Saved data entries:
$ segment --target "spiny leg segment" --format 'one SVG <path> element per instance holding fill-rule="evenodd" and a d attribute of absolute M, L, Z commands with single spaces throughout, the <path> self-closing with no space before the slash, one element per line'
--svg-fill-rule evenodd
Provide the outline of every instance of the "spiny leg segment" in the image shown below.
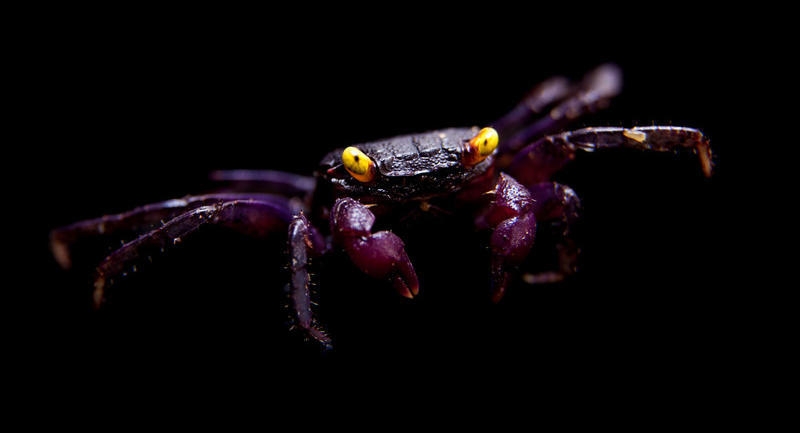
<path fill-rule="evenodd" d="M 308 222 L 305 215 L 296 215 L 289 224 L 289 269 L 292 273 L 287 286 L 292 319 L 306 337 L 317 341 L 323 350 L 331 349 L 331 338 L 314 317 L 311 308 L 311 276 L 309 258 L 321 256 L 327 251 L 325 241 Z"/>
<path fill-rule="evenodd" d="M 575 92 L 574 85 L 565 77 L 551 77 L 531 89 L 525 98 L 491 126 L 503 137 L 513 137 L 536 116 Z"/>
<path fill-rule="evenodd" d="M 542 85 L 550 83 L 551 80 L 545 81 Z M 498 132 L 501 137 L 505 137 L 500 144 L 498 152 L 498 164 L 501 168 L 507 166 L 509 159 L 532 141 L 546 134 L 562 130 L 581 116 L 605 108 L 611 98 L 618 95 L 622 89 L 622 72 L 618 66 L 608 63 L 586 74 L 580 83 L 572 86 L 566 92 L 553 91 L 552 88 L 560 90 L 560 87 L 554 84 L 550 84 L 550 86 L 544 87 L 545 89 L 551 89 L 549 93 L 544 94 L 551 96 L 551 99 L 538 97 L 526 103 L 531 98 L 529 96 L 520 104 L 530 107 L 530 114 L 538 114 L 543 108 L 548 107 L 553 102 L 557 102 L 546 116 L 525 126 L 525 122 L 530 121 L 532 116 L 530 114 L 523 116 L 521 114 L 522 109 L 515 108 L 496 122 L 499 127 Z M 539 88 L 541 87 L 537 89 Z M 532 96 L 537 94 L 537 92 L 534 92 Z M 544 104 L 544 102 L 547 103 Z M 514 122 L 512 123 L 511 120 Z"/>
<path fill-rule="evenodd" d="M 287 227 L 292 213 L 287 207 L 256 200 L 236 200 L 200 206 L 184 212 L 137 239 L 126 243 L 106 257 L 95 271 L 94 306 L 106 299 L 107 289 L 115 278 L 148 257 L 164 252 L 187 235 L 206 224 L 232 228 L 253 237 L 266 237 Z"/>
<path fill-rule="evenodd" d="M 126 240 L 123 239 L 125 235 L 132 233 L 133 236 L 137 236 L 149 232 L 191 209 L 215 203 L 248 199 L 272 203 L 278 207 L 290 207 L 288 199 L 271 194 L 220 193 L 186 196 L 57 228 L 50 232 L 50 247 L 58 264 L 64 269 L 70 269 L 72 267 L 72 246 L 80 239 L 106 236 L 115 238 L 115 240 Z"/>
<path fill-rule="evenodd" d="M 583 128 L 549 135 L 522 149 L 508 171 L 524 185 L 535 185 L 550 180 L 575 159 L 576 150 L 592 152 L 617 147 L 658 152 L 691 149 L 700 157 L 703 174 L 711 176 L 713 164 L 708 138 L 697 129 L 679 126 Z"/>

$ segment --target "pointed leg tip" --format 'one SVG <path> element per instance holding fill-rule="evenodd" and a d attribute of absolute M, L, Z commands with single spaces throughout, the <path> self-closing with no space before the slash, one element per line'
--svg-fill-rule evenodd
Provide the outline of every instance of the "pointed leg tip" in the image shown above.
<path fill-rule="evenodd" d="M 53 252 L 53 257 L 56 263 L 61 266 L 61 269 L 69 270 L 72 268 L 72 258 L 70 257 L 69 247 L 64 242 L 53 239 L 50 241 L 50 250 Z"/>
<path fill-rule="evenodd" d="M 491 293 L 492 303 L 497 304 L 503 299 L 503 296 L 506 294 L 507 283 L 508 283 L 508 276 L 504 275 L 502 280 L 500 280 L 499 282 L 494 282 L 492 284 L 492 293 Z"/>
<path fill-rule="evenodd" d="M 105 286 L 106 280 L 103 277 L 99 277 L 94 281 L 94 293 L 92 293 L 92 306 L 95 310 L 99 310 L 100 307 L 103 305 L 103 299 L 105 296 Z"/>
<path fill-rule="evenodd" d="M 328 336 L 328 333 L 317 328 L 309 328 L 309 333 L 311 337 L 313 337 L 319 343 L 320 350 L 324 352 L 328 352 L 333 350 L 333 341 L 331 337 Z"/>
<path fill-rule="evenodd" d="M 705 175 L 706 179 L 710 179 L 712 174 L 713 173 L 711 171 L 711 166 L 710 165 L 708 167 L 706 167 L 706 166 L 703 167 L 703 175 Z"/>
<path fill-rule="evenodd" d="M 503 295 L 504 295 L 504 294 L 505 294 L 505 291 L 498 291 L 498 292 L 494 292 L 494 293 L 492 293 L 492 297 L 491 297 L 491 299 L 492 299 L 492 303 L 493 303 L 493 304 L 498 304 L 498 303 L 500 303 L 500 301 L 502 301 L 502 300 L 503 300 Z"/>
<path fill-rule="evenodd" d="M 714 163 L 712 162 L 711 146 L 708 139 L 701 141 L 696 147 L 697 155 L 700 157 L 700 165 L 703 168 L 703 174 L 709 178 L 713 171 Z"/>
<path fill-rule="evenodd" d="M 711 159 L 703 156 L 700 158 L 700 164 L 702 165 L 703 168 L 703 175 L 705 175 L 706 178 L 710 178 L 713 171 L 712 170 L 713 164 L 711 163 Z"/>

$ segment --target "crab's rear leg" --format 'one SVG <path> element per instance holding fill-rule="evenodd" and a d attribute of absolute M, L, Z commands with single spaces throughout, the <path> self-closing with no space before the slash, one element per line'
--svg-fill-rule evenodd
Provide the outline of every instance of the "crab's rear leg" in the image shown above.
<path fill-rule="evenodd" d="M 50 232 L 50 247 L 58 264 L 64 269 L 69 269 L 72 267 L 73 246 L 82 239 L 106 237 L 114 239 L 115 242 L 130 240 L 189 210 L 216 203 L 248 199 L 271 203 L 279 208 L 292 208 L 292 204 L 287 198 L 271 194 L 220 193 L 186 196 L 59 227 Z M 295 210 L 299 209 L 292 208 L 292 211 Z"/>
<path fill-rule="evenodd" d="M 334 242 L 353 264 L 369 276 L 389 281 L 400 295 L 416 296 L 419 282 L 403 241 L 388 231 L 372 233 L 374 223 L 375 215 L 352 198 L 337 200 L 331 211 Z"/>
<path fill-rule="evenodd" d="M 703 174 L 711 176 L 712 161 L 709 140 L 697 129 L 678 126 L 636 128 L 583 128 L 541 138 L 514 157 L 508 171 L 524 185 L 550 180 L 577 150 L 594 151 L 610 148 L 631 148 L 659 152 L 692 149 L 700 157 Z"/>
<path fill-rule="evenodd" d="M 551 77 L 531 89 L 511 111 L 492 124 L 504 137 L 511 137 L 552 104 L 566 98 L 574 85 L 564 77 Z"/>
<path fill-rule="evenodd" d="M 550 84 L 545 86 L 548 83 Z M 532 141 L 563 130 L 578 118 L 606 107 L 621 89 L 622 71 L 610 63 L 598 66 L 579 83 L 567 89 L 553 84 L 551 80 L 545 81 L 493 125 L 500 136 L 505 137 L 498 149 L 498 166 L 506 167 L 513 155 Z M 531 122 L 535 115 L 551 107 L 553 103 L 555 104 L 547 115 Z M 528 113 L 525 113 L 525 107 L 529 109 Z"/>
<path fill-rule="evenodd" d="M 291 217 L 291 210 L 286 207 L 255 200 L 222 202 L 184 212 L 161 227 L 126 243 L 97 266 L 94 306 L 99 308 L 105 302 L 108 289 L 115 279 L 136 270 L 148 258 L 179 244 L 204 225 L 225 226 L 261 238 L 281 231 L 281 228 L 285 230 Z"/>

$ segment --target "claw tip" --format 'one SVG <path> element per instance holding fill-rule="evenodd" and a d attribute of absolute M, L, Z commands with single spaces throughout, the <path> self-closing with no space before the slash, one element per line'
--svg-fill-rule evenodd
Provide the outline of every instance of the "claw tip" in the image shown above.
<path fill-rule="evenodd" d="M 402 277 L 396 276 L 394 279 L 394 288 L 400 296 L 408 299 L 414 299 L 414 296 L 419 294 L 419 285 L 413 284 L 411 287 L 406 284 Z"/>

▶ _EXERCISE_
All lines of the data above that include the word "commands" must be shown.

▶ _ANSWER FOR THE TASK_
$ segment --target "spiny leg segment" --format 'one SVG <path> element per instance holding fill-rule="evenodd" and a d attribute of absolute M, L, Z commands with single spaces throughout, the <path> self-closing with no space before the slash, one element per line'
$ segment --target "pointed leg tip" --format 'one SVG <path> element per instance holding fill-rule="evenodd" and a d attribute of absolute M, L, Z commands with single spaces throughout, the <path> self-closing with no space before the slash, one element per line'
$ segment --target "crab's rear leg" --format 'one SVG <path> element per instance holding fill-rule="evenodd" and a d attribute of absolute M, L, Z commands with single spaces throughout, the <path> self-closing with no space before the slash, one element per line'
$ segment --target "claw tip" --format 'one SVG <path> element per instance holding fill-rule="evenodd" and a d attribute of absolute M, L, Z commands with single spaces throughout, the <path> self-closing with no space before the slash, one element per line'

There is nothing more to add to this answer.